§ **WHAT THE EXERCISE ASKS**: An identical copy of the listing below is all the answer should contain.

————

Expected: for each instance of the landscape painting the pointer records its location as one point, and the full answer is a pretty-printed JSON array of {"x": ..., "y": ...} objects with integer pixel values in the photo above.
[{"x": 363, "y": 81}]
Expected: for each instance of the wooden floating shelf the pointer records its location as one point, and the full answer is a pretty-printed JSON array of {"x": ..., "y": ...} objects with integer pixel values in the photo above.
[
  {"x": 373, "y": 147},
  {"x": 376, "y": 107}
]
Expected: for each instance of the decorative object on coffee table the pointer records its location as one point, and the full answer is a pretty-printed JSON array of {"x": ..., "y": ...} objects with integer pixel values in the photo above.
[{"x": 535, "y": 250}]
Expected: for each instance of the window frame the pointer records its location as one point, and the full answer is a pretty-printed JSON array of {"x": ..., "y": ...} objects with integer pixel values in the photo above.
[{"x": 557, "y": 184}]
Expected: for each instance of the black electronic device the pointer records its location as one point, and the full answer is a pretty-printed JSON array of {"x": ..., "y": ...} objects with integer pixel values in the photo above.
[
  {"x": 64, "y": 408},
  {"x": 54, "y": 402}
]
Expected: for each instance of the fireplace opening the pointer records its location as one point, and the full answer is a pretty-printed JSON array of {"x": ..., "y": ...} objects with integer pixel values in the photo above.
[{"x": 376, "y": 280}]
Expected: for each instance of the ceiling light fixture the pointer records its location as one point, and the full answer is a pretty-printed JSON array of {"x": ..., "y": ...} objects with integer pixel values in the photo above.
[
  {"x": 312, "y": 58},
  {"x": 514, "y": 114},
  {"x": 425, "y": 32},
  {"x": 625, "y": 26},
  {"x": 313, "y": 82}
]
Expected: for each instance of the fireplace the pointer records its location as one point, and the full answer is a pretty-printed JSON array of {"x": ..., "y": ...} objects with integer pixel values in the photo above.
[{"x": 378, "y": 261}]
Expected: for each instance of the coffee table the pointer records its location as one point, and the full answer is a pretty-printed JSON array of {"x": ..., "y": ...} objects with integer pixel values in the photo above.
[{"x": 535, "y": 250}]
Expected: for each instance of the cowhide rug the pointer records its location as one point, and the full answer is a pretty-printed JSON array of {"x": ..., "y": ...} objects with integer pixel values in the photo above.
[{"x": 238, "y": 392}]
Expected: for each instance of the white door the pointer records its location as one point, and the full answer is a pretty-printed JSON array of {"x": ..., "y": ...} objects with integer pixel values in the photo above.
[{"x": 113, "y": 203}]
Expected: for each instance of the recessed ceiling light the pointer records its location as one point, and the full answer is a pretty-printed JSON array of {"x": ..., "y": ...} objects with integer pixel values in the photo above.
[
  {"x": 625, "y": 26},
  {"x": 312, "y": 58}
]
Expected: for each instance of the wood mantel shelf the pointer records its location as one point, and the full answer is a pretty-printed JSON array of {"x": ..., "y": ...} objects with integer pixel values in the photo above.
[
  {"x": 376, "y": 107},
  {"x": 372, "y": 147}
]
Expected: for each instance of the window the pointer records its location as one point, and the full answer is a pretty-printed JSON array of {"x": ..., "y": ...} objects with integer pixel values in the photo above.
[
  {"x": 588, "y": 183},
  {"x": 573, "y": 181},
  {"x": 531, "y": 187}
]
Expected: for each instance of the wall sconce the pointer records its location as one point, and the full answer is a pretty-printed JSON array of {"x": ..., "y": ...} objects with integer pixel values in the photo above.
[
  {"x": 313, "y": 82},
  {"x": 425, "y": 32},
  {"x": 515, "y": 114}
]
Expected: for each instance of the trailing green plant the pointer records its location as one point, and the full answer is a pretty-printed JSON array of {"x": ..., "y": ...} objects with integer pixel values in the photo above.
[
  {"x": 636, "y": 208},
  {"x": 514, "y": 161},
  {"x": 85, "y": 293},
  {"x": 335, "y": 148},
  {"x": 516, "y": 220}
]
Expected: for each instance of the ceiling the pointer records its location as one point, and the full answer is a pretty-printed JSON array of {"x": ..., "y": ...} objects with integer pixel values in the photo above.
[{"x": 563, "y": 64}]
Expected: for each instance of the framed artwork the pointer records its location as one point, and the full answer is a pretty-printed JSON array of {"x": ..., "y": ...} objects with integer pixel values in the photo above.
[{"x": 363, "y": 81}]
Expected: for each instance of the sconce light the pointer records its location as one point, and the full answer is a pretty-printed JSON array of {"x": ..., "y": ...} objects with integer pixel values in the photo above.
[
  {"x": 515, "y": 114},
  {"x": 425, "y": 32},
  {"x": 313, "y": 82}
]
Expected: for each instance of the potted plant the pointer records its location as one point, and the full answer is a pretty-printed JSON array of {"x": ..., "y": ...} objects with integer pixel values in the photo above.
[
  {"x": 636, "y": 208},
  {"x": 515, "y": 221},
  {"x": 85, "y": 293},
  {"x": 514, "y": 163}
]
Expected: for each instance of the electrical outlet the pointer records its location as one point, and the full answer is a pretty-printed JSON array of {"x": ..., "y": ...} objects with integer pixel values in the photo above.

————

§ **RESULT FOR THIS TASK**:
Expected: for each instance of the landscape painting the pointer records its location as one point, and the full answer is a pretty-printed JSON array of {"x": ..., "y": ...} objects with integer pixel values in the photo above.
[{"x": 363, "y": 81}]
Expected: for each instance of the wooden floating shelf the pointer records its location as one point, and the full answer is a pretty-printed JSON array of {"x": ..., "y": ...} objects with integer pixel values in the photo above.
[
  {"x": 373, "y": 147},
  {"x": 376, "y": 107}
]
Expected: for each instance of the decorative object on coffee table the pointer records its location as one point, and the full answer is a pretty-printed JSON array of {"x": ..., "y": ...} objects with integer pixel values in the photo above.
[{"x": 535, "y": 250}]
Expected: for each instance of the window frame the pointer records its location as one point, and the full answer is a pretty-printed JSON array of {"x": ..., "y": ...} objects with integer pixel values in the photo above.
[{"x": 557, "y": 184}]
Expected: for each instance of the black electronic device the pointer records its location as one point, and the full answer is a pretty-printed JSON array of {"x": ..., "y": ...} objects with integer pixel values in the photo above.
[
  {"x": 64, "y": 408},
  {"x": 54, "y": 402}
]
Expected: for each instance of the fireplace opening the pointer records its location as one point, and the full answer is a pretty-printed JSON array of {"x": ..., "y": ...} objects with integer pixel values in the photo above.
[{"x": 376, "y": 280}]
Expected: for each instance of the ceiling light fixture the pointer records its location as one point, and the full answer is a pretty-printed JSON array of {"x": ..., "y": ...} objects with integer pixel values in the photo above.
[
  {"x": 312, "y": 58},
  {"x": 514, "y": 114},
  {"x": 425, "y": 32},
  {"x": 625, "y": 26},
  {"x": 313, "y": 82}
]
Expected: for each instance of the fireplace the pointer records its location as one point, and the full answer is a pretty-printed JSON array of {"x": ..., "y": ...} objects with integer pixel values in the photo above.
[{"x": 378, "y": 261}]
Expected: for each instance of the coffee table the pointer records its location as one point, and the full answer is a pretty-printed JSON array of {"x": ..., "y": ...} objects with integer pixel values in the photo above.
[{"x": 535, "y": 250}]
Expected: for each instance of the cowhide rug the pointer records its location as one point, and the full answer is a pretty-printed JSON array of {"x": ..., "y": ...} objects with integer pixel values in the photo above.
[{"x": 238, "y": 392}]
Expected: for each instance of the white door the pointer records its location as one point, and the full answer is a pretty-printed JSON array of {"x": ..., "y": ...} objects with integer pixel values in the photo above.
[{"x": 113, "y": 203}]
Expected: for each instance of the recessed ceiling light the pointer records its location as one point, and the full answer is a pretty-printed JSON array of {"x": ..., "y": ...} objects with integer pixel values in the photo above.
[
  {"x": 625, "y": 26},
  {"x": 312, "y": 58}
]
Expected: for each instance of the wood mantel shelf the pointer records its location as one point, and the full answer is a pretty-printed JSON array of {"x": ..., "y": ...} objects with integer pixel values in the photo above.
[
  {"x": 376, "y": 107},
  {"x": 372, "y": 147}
]
Expected: for each instance of the window the pointer records its location as one point, and the full answer is a pretty-printed JSON array of {"x": ..., "y": ...} objects with integer pixel values in the photo above.
[
  {"x": 588, "y": 183},
  {"x": 573, "y": 181},
  {"x": 531, "y": 187}
]
Expected: for each instance of the wall sconce the pointer records its location as one point, and the full answer is a pretty-printed JSON array of {"x": ..., "y": ...} objects with integer pixel values in the photo above.
[
  {"x": 313, "y": 82},
  {"x": 425, "y": 32},
  {"x": 515, "y": 114}
]
Expected: for each instance of the trailing green plant the pointer records its location as one point, and the full answer is a pretty-printed JSON array of {"x": ..., "y": ...} objects with integer pixel values in the photo above.
[
  {"x": 636, "y": 208},
  {"x": 514, "y": 161},
  {"x": 85, "y": 293},
  {"x": 335, "y": 148},
  {"x": 516, "y": 220}
]
Expected: for each instance of the ceiling the pointer records its location as one point, and the full answer is a pretty-printed JSON array of {"x": ..., "y": ...} objects with integer pixel values in the photo above.
[{"x": 563, "y": 64}]
Expected: for each instance of the framed artwork the pointer records its location as one point, and the full answer is a pretty-printed JSON array of {"x": ..., "y": ...} objects with integer pixel values in the photo above.
[{"x": 363, "y": 81}]
Expected: for each instance of the sconce light the pointer records its location as one point, and the full answer is a pretty-printed JSON array of {"x": ..., "y": ...} objects with integer pixel values in the photo above.
[
  {"x": 515, "y": 114},
  {"x": 425, "y": 32},
  {"x": 313, "y": 82}
]
Expected: for each instance of the potted plant the pointer records its location as one point, and the full answer is a pretty-printed JSON array of {"x": ..., "y": ...} objects with integer pixel values in the photo above.
[
  {"x": 636, "y": 208},
  {"x": 515, "y": 221},
  {"x": 85, "y": 293},
  {"x": 514, "y": 163}
]
Expected: for each instance of the electrical outlet the pointer records its location as one point, and the full answer is a pretty-printed JSON array of {"x": ..., "y": ...} objects with integer pixel values in the photo above.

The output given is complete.